— start —
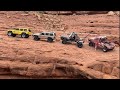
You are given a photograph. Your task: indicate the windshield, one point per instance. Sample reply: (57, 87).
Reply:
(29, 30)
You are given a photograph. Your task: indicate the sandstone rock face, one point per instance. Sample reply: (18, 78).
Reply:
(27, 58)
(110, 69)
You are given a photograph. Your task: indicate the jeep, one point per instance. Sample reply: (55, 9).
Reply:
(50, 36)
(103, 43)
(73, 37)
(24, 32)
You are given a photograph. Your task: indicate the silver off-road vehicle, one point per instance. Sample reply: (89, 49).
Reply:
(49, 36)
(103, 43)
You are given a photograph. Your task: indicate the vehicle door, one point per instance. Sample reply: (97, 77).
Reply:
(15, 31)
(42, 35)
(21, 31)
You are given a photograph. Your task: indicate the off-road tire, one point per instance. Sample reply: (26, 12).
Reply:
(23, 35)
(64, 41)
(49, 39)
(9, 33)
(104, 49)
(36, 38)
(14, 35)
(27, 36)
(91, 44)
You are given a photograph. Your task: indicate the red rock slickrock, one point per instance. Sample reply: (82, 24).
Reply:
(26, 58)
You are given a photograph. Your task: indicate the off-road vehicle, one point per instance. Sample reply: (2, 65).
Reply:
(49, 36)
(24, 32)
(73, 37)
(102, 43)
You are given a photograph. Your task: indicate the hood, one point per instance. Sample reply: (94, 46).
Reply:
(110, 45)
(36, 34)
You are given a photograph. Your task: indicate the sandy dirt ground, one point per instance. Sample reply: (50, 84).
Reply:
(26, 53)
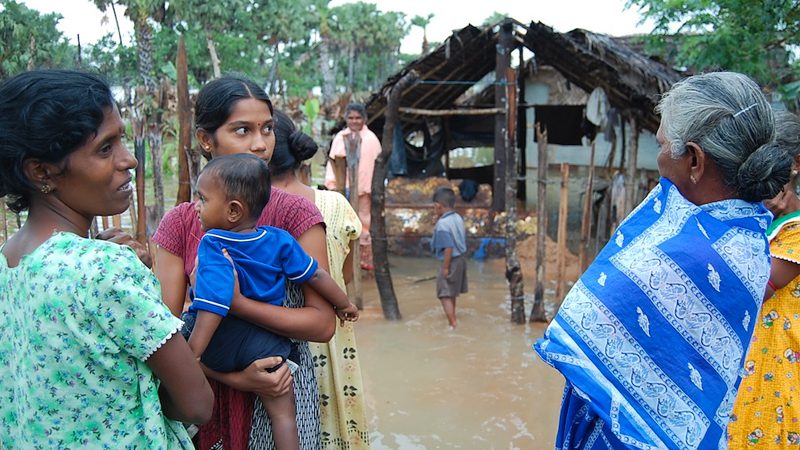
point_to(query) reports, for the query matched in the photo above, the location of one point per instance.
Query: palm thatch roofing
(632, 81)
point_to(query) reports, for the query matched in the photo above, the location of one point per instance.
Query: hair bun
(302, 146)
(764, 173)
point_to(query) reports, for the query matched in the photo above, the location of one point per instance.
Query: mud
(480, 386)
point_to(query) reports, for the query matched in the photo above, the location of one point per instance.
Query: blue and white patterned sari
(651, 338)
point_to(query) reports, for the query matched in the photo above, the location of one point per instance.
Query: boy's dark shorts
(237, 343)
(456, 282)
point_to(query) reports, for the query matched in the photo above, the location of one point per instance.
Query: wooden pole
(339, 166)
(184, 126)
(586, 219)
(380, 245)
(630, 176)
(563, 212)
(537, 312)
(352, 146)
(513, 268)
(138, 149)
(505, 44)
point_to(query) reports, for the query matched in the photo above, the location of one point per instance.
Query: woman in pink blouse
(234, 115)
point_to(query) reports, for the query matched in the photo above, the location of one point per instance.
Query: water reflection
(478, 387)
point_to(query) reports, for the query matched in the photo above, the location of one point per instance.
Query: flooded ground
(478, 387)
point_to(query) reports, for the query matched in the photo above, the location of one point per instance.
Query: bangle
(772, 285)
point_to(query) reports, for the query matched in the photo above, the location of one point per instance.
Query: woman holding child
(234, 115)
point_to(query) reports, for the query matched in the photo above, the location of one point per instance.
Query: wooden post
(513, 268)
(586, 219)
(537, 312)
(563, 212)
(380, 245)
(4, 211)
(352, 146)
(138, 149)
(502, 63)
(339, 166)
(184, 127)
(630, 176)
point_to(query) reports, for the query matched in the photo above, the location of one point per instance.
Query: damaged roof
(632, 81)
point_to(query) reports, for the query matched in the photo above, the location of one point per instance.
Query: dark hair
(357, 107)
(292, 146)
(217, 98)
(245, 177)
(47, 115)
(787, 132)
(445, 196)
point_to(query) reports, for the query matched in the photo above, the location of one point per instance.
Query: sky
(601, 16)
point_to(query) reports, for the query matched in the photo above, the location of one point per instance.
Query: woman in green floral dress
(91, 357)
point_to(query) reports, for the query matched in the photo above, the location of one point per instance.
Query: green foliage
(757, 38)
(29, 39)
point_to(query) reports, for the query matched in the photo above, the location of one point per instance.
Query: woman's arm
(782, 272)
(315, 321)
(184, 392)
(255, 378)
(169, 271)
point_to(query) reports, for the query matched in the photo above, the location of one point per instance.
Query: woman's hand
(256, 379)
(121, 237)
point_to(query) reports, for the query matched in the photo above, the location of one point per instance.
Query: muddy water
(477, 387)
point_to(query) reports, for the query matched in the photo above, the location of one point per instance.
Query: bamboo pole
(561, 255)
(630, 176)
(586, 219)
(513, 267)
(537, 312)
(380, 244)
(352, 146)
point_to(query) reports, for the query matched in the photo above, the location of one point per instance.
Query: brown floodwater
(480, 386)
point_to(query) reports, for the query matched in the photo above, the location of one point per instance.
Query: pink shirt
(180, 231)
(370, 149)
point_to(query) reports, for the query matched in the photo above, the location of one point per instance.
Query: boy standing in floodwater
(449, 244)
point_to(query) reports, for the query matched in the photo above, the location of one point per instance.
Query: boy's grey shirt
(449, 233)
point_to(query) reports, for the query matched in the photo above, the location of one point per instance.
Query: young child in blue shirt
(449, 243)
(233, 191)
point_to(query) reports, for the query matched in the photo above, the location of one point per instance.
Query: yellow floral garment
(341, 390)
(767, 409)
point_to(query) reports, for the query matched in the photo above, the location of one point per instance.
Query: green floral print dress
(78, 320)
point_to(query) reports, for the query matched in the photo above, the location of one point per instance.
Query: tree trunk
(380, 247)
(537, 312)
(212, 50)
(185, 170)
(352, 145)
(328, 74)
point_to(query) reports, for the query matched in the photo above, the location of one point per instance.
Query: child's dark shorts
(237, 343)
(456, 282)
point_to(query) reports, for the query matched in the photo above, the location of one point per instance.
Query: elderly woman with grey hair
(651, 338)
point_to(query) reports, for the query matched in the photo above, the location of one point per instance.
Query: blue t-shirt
— end —
• **PROBLEM STATEMENT**:
Copy out each line of the entries above that contains the word "vehicle".

• **REPLY**:
You are given a photograph. Your task: indicate the silver off-road vehicle, one point per instance. Sample reply: (89, 49).
You are given a photograph. Your task: indicate the vehicle door, one point per instance. Sample reply: (97, 77).
You are given a photograph. Your task: indicate the off-road vehicle, one point per instance. Sample reply: (2, 65).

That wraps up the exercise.